▶ [Do this]: Gather every line of the items below that contains the word "white", and copy each one out. Case counts.

Dataset records on object locations
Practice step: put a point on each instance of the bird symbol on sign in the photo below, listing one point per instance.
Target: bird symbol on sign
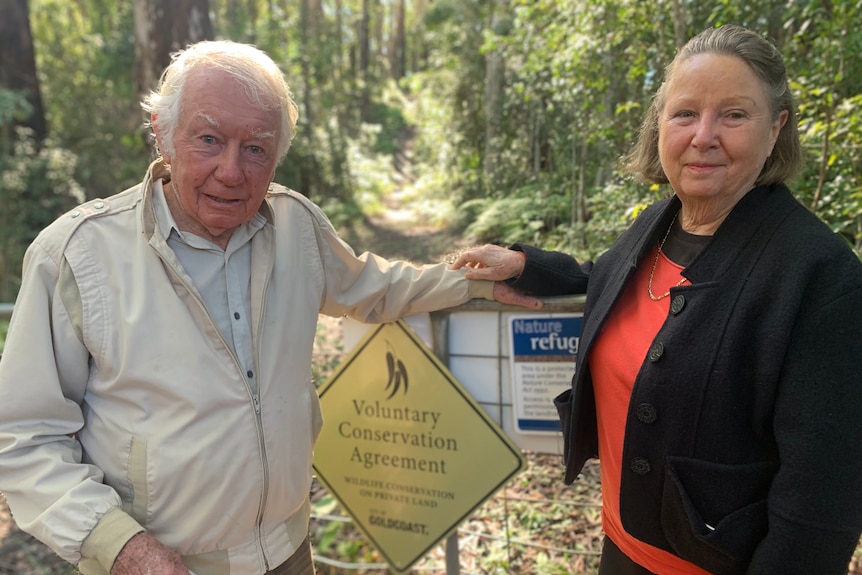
(396, 372)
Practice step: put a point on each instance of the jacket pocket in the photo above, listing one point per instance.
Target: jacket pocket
(563, 403)
(714, 515)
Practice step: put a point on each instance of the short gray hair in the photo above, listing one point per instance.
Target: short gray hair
(766, 62)
(261, 79)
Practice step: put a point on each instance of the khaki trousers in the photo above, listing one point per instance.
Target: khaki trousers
(300, 563)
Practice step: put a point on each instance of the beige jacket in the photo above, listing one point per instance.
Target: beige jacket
(122, 408)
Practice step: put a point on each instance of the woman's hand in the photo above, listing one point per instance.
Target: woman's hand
(490, 262)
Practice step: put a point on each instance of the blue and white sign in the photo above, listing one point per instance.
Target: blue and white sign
(543, 350)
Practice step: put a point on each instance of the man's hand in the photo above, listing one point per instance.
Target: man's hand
(504, 293)
(143, 554)
(490, 262)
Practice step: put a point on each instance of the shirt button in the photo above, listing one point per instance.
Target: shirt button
(646, 413)
(640, 465)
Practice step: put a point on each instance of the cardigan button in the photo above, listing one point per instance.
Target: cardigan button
(646, 413)
(655, 352)
(640, 465)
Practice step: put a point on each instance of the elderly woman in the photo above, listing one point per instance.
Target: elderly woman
(719, 381)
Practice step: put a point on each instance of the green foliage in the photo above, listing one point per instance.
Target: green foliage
(37, 184)
(85, 60)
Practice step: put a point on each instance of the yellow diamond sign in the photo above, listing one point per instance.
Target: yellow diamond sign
(404, 448)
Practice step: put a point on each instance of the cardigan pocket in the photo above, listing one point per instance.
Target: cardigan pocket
(563, 403)
(714, 515)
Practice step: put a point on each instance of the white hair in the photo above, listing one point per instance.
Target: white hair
(261, 80)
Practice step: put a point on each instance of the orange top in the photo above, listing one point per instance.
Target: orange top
(615, 361)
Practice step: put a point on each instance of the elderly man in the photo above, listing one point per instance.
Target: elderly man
(156, 407)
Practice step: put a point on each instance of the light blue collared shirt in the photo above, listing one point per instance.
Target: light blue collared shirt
(222, 277)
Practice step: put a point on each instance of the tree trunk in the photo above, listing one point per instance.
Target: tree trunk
(364, 59)
(396, 50)
(18, 63)
(163, 27)
(494, 83)
(679, 27)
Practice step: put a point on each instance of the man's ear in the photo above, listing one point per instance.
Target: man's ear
(154, 122)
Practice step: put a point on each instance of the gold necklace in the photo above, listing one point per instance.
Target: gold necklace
(652, 296)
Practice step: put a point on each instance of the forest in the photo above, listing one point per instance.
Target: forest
(513, 115)
(515, 112)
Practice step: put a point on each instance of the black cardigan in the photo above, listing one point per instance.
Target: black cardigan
(744, 430)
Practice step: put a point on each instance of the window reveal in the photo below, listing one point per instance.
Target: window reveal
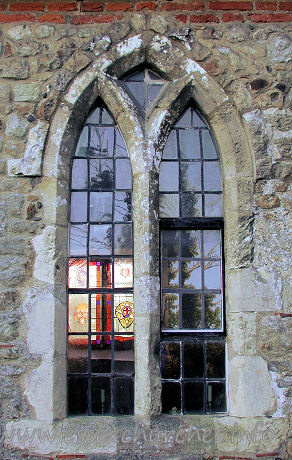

▶ [Full response]:
Practice step: put a point on each instance of the blue and white sign in the photo above, listing one point per instance.
Target: blue and white sign
Practice step: put a point on each instance of the white hair in the photo above, listing one point per instance.
Target: white hair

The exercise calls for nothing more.